» **Exercise**
Only these lines should appear, exactly: the one containing "Target: leaf bud" and every line after it through the end of the material below.

» **Data to use**
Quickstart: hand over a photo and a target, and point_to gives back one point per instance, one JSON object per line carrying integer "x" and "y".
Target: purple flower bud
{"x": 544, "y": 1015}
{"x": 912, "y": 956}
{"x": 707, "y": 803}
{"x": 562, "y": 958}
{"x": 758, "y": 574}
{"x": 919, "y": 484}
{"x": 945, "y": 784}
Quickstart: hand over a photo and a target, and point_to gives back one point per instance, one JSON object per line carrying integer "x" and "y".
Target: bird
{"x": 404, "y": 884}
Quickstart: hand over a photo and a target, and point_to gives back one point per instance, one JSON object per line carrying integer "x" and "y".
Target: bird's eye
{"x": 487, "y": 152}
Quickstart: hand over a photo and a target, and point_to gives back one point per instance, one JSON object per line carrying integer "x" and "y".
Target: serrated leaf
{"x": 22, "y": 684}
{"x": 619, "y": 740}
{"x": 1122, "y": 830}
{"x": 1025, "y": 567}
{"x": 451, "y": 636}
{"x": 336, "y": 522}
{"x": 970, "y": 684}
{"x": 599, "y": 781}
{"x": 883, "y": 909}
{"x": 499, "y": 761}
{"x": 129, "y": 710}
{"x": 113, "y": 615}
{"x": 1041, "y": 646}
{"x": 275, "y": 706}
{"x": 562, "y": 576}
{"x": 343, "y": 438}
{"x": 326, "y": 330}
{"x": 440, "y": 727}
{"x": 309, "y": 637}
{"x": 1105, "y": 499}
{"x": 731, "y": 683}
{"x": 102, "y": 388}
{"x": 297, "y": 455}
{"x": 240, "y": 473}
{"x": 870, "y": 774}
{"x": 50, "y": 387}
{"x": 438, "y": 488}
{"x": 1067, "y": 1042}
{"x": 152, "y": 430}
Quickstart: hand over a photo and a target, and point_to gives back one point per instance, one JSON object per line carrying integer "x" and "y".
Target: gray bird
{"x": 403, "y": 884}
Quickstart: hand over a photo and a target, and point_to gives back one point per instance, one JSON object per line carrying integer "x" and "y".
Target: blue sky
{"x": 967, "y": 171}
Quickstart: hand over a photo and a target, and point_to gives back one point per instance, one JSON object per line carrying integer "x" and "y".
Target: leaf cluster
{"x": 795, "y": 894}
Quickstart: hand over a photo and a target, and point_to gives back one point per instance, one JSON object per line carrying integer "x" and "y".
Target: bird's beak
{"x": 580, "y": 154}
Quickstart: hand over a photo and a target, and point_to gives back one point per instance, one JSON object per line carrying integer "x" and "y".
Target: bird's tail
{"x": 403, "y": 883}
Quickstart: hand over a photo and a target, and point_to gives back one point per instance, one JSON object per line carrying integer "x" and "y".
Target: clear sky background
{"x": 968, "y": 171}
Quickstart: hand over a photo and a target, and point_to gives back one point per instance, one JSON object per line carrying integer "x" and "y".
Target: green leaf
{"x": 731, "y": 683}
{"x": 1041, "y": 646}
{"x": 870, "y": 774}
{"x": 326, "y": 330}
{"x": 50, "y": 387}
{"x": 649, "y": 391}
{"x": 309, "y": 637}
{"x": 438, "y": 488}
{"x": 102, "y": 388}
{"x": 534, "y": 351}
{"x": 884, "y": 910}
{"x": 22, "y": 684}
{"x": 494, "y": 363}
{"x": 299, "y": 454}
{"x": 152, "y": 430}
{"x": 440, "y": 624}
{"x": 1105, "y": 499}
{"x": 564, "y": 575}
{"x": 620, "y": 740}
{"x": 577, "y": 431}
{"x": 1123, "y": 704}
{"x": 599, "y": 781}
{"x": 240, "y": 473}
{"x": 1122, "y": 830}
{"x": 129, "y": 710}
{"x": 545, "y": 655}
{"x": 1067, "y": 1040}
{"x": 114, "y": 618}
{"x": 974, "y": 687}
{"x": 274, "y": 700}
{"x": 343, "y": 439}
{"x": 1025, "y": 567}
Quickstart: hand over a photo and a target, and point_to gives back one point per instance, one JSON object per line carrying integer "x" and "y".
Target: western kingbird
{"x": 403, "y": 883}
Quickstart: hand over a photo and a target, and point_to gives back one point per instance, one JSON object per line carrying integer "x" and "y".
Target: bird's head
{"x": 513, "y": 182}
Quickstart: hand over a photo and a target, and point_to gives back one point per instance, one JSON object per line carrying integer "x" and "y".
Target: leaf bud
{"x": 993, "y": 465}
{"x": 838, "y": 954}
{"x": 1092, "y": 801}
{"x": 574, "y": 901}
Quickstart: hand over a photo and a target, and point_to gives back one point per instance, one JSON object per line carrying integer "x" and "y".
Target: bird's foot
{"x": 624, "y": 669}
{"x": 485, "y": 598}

» **Answer box**
Target: leaf bud
{"x": 993, "y": 465}
{"x": 838, "y": 954}
{"x": 1092, "y": 801}
{"x": 574, "y": 901}
Quickstart: hand over a photo and a target, and point_to gives back one point per instance, one JSON object per line carrying integer "x" and "y".
Target: bird's foot
{"x": 624, "y": 669}
{"x": 485, "y": 598}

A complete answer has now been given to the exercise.